Lecture 20: Deep Brain Stimulation and Other Emerging Treatments for Parkinson's Flashcards
define: deep brain stimulation
* give the frequency, length of time per impulse, and current
High frequency electrical current passed
through a focused region of the brain to inhibit the abnormal activity occurring in the brain
- turn off regions in the brain related with pain or abnormal movements (Parkinson’s, dystonia, tremours)
- 185 Hz, 120 us, 60mA
What is the proposed mechanism for DBS?
debated but likely a combination of the following:
* Neuronal inhibition - direct inhibition of neurons
* Inhibitory circuits activation
* Hyperpolarizing neurons (directly or indirectly through interneurons)
Describe the basal ganglia motor circuit
Basal ganglia circuitry is under control of the cerebral cortex
cerebral cortex –> putamen/striatum –> globus pallidus external –> subthalamic nucleus –> globus pallidus internal and SNr (substantia nigra pars reticula) –> ventral lateral and ventral anterior nucleus of thalamus –> frontal cortex–> spinal cord and brainstem
substantia nigra pars compacta
With Parkinson’s disease, dopaminergic neurons in the substantia nigra pars compacta die, resulting in the striatum/putamen more strongly inhibiting globus pallidus externus
globus pallidus externus is inhibited from inhibiting the subthalamic nuclei. Subthalamic nuclei increases its stimulation of GPi and SNr. GPi and SNr (substantia nigra pars reticula) increase their inhibition on the ventral lateral and ventral anterior thalamus. This decreases the excitation of the frontal cortex, making movement initiation difficult
DBS targets the subthalamic nuclei, decreasing its stimulation of Gpi and SNR, and thus decreasing GPi and SNr’s inhibition of the ventral latera and ventral anterior thalamus
What are 3 surgical procedures proposed for parkinsonism
deep brain stimulation: introduce electrode to target the subthalamic nucleus to reduce how much it excites globus pallidus internus
pallidotomy: the surgeon destroys a tiny part of the globus pallidus by creating a scar. This reduces the brain activity in that area. 1 time procedure that is risky
neural transplantation: replace lost dopaminergic neurons lost from parkinsons by transplanting tissue with dopaminergic neurons. generally not successful. recognized as foreign tissue by the body, encapsulated in fibrous tissue eventually
How is DBS implanted? Is patient awake or asleep?

Extracted records:
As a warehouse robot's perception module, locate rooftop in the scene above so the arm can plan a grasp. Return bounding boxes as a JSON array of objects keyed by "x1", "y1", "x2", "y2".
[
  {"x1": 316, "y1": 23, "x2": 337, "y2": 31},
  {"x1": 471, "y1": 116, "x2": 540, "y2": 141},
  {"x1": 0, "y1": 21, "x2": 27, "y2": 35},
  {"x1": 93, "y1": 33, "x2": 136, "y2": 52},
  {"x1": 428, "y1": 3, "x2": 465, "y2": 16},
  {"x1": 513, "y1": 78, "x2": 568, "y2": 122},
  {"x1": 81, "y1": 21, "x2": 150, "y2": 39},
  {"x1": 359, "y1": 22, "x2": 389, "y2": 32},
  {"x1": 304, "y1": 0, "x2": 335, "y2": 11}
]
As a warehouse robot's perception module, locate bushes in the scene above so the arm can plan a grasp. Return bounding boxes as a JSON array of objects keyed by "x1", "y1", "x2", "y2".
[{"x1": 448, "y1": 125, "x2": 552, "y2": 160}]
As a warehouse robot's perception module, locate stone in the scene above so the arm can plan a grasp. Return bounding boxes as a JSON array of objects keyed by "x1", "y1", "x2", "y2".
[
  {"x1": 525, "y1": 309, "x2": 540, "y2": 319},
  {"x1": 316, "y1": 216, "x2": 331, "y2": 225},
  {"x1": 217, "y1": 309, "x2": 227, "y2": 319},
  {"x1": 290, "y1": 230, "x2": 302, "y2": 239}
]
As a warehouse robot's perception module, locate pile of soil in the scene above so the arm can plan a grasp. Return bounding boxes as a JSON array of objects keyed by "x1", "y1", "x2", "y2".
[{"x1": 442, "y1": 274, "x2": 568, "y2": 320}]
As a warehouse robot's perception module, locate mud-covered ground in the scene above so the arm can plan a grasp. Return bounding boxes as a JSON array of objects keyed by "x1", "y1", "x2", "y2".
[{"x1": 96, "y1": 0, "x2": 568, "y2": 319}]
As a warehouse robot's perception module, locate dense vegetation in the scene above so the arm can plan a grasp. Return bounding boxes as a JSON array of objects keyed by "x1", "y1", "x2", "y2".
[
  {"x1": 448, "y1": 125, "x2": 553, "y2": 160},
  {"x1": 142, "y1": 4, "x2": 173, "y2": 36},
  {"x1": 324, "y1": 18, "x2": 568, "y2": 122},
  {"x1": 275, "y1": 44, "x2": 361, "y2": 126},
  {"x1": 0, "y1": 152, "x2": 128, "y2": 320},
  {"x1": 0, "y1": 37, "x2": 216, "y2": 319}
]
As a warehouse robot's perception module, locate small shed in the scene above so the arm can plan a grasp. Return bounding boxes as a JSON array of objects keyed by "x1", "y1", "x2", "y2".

Activity: Translate the sentence "This decreases the excitation of the frontal cortex, making movement initiation difficult" from the deep brain stimulation flashcards into Spanish.

Output of the exercise: Esto disminuye la excitación de la corteza frontal, lo que dificulta el inicio del movimiento.